* **Brano da leggere**
——

Dichiara con grande sincerità e coraggiosa apertura come i suoi inizi siano stati piuttosto attratti dalla

bellezza legata ai sensi, al piacere e quindi a un amore così concepito. Questo lo si vede in due opere che

sono all’inizio dell’attività di Michelangelo e che si trovano nella casa Buonarroti e che denotato dal lato

formale l’adesione alla situazione tipica della fine del ‘400 di questa ripresa di

Donatello evidentissima in questa Madonna della scala e in questo nodo di

figure nude della battaglia dei centauri e dei lapiti.

——

* **Consegna 1**
Ricopia senza modifiche le righe dell'elenco a partire da quella che contiene "forearm in this photo." e proseguendo fino alla fine dell'elenco, estremi inclusi.
Il brano e l'elenco provengono da fonti diverse.

——

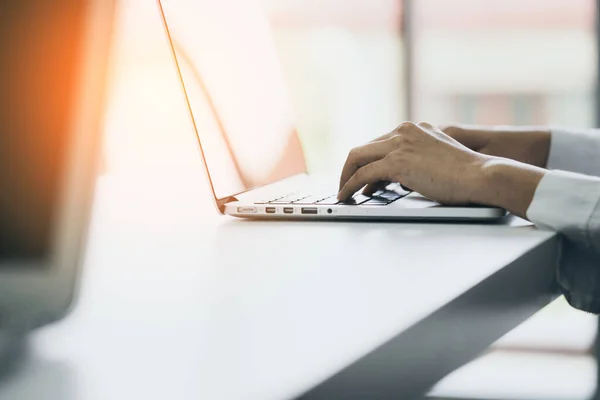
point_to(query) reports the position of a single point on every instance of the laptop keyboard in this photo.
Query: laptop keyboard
(379, 198)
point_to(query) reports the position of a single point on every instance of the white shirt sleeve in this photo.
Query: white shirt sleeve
(567, 200)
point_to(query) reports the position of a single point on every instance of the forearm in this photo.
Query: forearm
(508, 184)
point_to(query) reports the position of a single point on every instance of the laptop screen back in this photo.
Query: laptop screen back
(39, 61)
(235, 91)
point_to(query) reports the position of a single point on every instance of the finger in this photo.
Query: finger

——

* **Consegna 2**
Secondo il brano su Michelangelo, a che cosa era legata la bellezza da cui furono attratti gli inizi di cui si parla nelle prime righe? Elenca tutti gli elementi indicati.

* **Soluzione scritta 1**
point_to(query) reports the position of a single point on every instance of the forearm in this photo.
Query: forearm
(508, 184)
point_to(query) reports the position of a single point on every instance of the laptop screen back in this photo.
Query: laptop screen back
(39, 61)
(235, 91)
point_to(query) reports the position of a single point on every instance of the finger in this photo.
Query: finger

* **Soluzione scritta 2**
- ai sensi
- al piacere
- a un amore così concepito